** STUDY QUESTIONS **
1. In the article on the Box 500 apartments, how many affordable units does the building have?
2. Copy word for word the part of the article on the Box 500 apartments from "While discarded shipping" to "for shipping goods.".

** SUPPLIED TEXT **
+++

The developer behind an innovative Salt Lake City apartment building made of recycled shipping containers says the Box 500 project “has a bright future.”
Work on the experiment in stacking containers six stories high in Lego-like fashion to create low-cost housing began in early 2020 after two years of talks with the city, but its completion has been delayed repeatedly due to supply-chain problems and concerns from building inspectors.
Rod Newman, owner of Eco Box Fabricators and the project’s main driver, said recently the compact metal complex and its 84 affordable units located at 543 S. 500 West are more than 90% finished, although almost a year or more behind schedule.
Box 500 Apartments is now expected to open for renters in the first months of next year, offering dwellings at rents well below the city’s market rates, with studio, one- and two-bedroom units going for between $829 and $1,204 a month.
“I’m excited,” Newman said, “for the future of this project.”
While discarded shipping containers have been deployed in Utah’s capital for smaller housing and office construction, including a variety of accessory dwellings, Box 500 Apartments is a first foray into what’s called “cargotecture” at six stories.
In fact, according to Newman, it may be among the tallest buildings in the world made from the ubiquitous metal boxes used worldwide for shipping goods.
And its implications, he said, stretch well beyond one project.
Despite major cost overruns and no shortage of administrative headaches, the developer said Box 500 Apartments has produced a robust model for similar construction at lower heights that could help fill Utah’s dire need for more affordable homes.
He said his Salt Lake City-based company was already bidding to be part of several other developments, including a new vision for remaking the city-owned Fleet Block, located between 300 West and 400 West from 800 South to 900 South.
“Our soft spot right now is four stories and under,” Newman said. “You don’t need elevators and all the other things that slow you down and aren’t cost effective for affordable housing.”
Hitches due to supply shortages, safety concerns
Orion Goff, deputy director of the city’s Department of Community and Neighborhoods, said the city has worked diligently to ensure Box 500 Apartments met fire safety, seismic and other standards before and during construction.

+++

** STORED DATA **

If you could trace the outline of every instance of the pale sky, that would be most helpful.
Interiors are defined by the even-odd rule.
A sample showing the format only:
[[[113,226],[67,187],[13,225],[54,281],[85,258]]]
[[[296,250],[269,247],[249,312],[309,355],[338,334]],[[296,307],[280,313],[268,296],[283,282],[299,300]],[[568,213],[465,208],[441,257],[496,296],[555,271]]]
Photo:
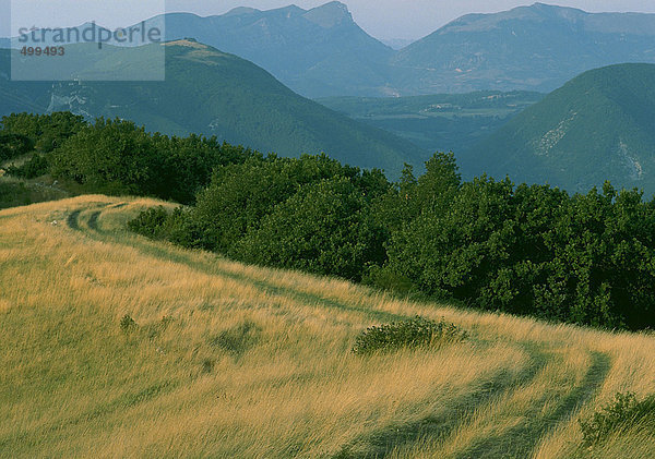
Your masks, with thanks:
[[[0,36],[9,29],[36,25],[64,27],[96,21],[107,27],[133,24],[167,11],[188,11],[203,16],[223,14],[236,7],[260,10],[297,4],[309,9],[326,0],[0,0]],[[355,21],[376,38],[420,38],[467,13],[509,10],[534,0],[343,0]],[[543,0],[544,3],[590,12],[633,11],[655,13],[655,0]],[[20,25],[19,25],[20,24]]]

+++

** TASK-BY-TASK SOLUTIONS **
1. 84

2.
While discarded shipping containers have been deployed in Utah’s capital for smaller housing and office construction, including a variety of accessory dwellings, Box 500 Apartments is a first foray into what’s called “cargotecture” at six stories.
In fact, according to Newman, it may be among the tallest buildings in the world made from the ubiquitous metal boxes used worldwide for shipping goods.